*What the exercise asks*: Reproduce the listing below word for word, leaving out the pictures.

Point placement listing
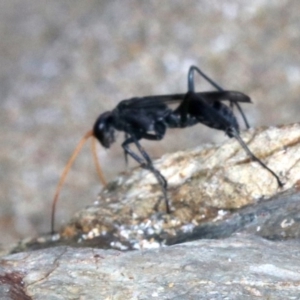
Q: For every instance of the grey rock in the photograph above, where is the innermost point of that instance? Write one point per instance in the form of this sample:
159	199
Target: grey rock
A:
240	267
215	191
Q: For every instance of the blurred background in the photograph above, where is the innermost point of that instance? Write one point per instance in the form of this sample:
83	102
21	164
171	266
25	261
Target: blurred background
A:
62	63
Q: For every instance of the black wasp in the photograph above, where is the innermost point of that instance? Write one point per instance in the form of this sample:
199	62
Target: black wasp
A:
149	117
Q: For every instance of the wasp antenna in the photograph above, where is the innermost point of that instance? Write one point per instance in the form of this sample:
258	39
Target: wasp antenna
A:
98	167
64	175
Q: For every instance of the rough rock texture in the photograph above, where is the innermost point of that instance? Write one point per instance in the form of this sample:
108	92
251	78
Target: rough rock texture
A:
215	191
240	267
229	256
62	63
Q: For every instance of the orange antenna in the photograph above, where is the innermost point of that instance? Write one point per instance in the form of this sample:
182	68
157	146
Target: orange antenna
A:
64	174
98	167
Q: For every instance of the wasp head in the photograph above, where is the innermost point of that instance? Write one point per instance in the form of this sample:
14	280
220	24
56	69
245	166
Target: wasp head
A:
104	130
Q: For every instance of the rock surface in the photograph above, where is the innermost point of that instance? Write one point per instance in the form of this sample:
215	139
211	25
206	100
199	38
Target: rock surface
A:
209	187
240	267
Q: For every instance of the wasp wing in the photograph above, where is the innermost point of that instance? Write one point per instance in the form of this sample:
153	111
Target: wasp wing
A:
162	100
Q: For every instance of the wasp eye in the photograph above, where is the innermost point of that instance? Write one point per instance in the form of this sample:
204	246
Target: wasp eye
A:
104	129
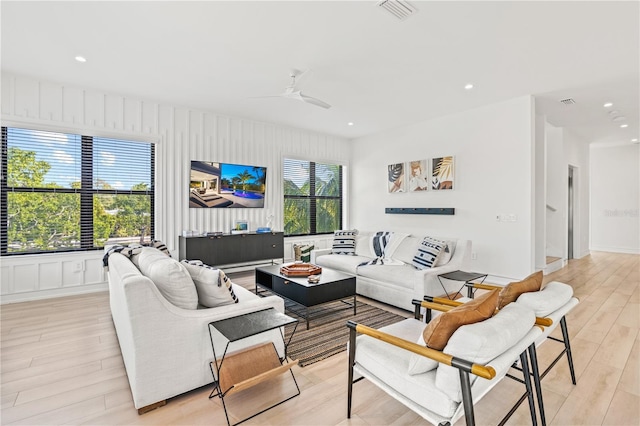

*Exercise result*:
Q: For every instance of the grey rock in the photograph above, where is the innermost point of that instance? Write one point per instance in the form of this sample:
159	199
Target: grey rock
A:
240	267
215	191
Q: For every instance of the blurred background in the photograph above, where is the innermost point of that instance? Write one point per instance in the form of this sample:
83	102
21	164
171	266
25	261
Target: blurred background
A:
62	63
Q: For every instance of the black wasp in the photograph above, where is the innermost point of that instance? Write one point per instance in the form of this sample:
199	62
Target: black wasp
A:
149	117
Q: For every instance of the wasp antenna in the photograph above, where is the innermost point of that instance? Write one point per instance in the form of this sample:
258	39
Target: wasp antenna
A:
98	167
64	175
Q: For every instance of the rough rock texture in the photograph above, where is the innermost point of that instance? Write one point per instance in the form of this sample:
108	92
251	78
Target: rough rock texture
A:
215	191
240	267
229	256
62	63
Q: For every instance of the orange antenna in the photograph above, where is the innermost point of that instance? Write one point per instance in the form of this sample:
182	68
157	146
Target: orange antenna
A:
64	174
98	167
Q: For every instance of the wasp head in the photograph above, where is the innermost point of that instance? Write one point per instance in the form of this sample:
14	280
220	24
56	69
245	166
Target: wasp head
A:
104	130
Q: For every instance of the rock surface in the photograph above, where is the innermost point of that instance? Write one point per instance in the form of this sample:
215	139
211	25
206	100
199	38
Target: rock surface
A:
209	187
240	267
Q: For every instance of the wasp wing in the photograph above, where is the innermost point of that instance? Write one point per instance in the form of this sample:
153	111
Target: wasp wing
A:
162	100
Q: For every instance of the wasp eye in the photograph above, where is the innermost point of that instance? Write one point per instance in the form of this sample:
204	246
Target: wasp eye
A:
104	129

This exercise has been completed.